> Task statement: Your answer must be the exact lines from the one holding "In this picture, where can the white cloth" through the end of the entries, with no pictures.

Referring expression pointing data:
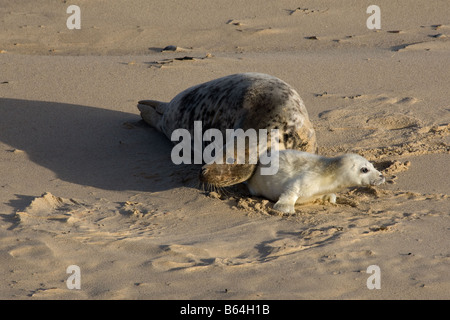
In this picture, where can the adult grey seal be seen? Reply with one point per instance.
(304, 177)
(245, 101)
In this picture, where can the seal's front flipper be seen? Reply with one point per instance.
(151, 112)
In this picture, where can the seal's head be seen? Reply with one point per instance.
(358, 171)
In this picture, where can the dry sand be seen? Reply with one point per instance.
(84, 182)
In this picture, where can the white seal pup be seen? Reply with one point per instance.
(303, 177)
(239, 101)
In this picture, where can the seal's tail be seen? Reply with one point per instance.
(151, 112)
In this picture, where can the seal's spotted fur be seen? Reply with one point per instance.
(245, 100)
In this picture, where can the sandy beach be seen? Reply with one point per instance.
(85, 182)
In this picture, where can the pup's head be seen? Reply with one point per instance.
(358, 171)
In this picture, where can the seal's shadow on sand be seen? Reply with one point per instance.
(90, 146)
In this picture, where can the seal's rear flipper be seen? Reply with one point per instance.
(151, 112)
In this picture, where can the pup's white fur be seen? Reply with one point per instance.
(303, 177)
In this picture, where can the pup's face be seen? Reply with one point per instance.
(364, 173)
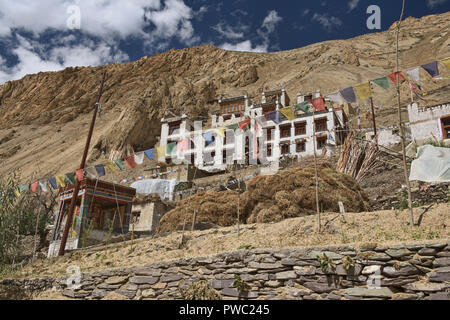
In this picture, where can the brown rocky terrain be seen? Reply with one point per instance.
(44, 117)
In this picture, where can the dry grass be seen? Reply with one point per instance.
(386, 227)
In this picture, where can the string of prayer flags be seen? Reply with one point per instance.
(43, 185)
(274, 116)
(139, 157)
(220, 132)
(318, 104)
(129, 160)
(100, 170)
(91, 172)
(34, 186)
(446, 62)
(432, 68)
(304, 106)
(120, 163)
(171, 148)
(288, 113)
(70, 177)
(244, 124)
(61, 180)
(53, 183)
(348, 94)
(363, 91)
(335, 97)
(110, 166)
(183, 145)
(79, 174)
(394, 75)
(382, 82)
(161, 150)
(150, 154)
(413, 73)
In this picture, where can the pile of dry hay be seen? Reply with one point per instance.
(286, 194)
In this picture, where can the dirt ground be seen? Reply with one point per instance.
(388, 226)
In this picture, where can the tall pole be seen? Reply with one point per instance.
(82, 165)
(373, 120)
(316, 174)
(400, 124)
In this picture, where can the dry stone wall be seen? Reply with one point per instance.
(406, 272)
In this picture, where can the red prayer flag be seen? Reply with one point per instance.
(34, 187)
(130, 162)
(243, 124)
(80, 174)
(393, 76)
(318, 104)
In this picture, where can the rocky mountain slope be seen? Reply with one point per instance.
(44, 117)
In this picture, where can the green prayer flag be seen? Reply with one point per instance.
(171, 148)
(120, 163)
(70, 177)
(382, 82)
(304, 106)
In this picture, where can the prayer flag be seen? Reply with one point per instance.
(446, 62)
(274, 116)
(80, 174)
(348, 94)
(363, 91)
(150, 153)
(183, 145)
(288, 113)
(53, 183)
(393, 76)
(335, 97)
(432, 68)
(318, 104)
(413, 73)
(139, 157)
(120, 163)
(382, 82)
(43, 184)
(60, 179)
(161, 150)
(171, 148)
(34, 186)
(70, 177)
(244, 124)
(129, 160)
(100, 170)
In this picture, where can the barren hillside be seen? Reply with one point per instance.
(44, 117)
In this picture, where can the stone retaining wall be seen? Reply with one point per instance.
(410, 271)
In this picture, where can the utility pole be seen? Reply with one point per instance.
(82, 165)
(400, 124)
(317, 178)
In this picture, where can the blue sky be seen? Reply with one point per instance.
(35, 35)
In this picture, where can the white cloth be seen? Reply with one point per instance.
(155, 186)
(43, 184)
(432, 164)
(139, 157)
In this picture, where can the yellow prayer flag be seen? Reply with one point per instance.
(288, 113)
(363, 91)
(61, 180)
(446, 62)
(220, 132)
(161, 150)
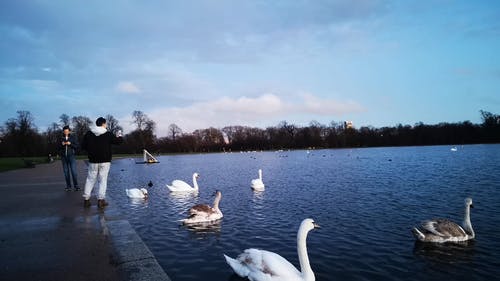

> Exercise solution:
In this picture, where can the white cloth be seen? Reply with one point per instance.
(155, 186)
(43, 184)
(432, 164)
(139, 157)
In this picture, where can the yellow prayer flag be seen? Reply with one point per instance.
(288, 113)
(363, 91)
(61, 180)
(446, 62)
(220, 132)
(161, 150)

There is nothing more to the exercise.